## GIVEN TASK
Return each line in the rows below that contains the word "field". Case counts.

********************

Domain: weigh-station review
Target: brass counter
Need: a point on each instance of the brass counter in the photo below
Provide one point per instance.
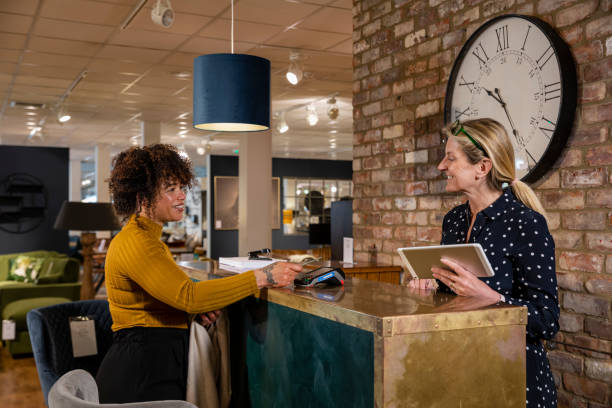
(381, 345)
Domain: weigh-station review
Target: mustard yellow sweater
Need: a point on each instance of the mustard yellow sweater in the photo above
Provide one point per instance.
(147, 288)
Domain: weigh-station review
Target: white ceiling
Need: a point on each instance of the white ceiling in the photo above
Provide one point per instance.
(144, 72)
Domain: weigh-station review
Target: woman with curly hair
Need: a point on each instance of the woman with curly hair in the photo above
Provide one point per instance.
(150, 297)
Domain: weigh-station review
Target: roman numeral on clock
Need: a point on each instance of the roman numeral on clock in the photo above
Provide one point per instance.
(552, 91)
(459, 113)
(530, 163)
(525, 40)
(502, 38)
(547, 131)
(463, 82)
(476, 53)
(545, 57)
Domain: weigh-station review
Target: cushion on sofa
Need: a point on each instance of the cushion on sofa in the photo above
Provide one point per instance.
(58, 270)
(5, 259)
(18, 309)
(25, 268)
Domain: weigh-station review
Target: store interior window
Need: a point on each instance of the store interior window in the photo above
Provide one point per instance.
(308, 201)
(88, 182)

********************

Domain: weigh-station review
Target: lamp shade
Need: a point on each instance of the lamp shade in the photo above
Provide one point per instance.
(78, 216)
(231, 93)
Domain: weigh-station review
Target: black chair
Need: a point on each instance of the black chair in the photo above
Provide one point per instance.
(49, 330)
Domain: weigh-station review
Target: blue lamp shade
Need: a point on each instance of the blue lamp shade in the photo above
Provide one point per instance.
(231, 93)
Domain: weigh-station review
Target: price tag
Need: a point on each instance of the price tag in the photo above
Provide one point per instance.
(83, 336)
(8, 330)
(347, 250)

********************

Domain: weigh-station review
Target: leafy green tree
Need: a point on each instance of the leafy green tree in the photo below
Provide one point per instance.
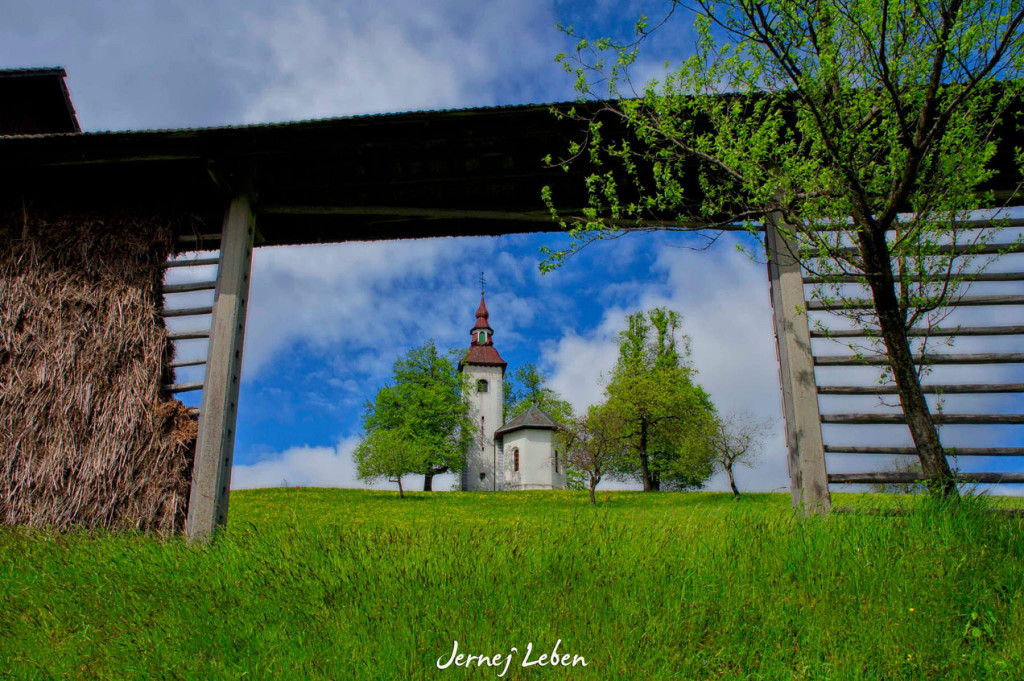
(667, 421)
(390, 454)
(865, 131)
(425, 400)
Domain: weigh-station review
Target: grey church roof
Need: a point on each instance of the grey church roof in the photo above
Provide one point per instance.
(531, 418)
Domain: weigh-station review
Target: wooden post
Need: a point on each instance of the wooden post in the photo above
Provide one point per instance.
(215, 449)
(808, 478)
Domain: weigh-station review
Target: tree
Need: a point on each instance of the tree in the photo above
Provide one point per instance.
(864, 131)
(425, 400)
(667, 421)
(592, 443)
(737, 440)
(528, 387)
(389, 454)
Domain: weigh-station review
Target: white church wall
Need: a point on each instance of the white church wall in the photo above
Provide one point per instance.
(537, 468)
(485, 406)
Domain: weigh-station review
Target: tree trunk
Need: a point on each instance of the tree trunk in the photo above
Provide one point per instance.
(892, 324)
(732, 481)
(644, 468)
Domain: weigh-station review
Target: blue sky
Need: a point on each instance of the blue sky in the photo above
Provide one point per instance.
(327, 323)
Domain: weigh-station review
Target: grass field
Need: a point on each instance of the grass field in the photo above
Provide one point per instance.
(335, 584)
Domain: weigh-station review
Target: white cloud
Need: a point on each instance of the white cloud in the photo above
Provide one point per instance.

********************

## EXPECTED ANSWER
Target: grass field
Need: a point on each instance of the grass field in the photo above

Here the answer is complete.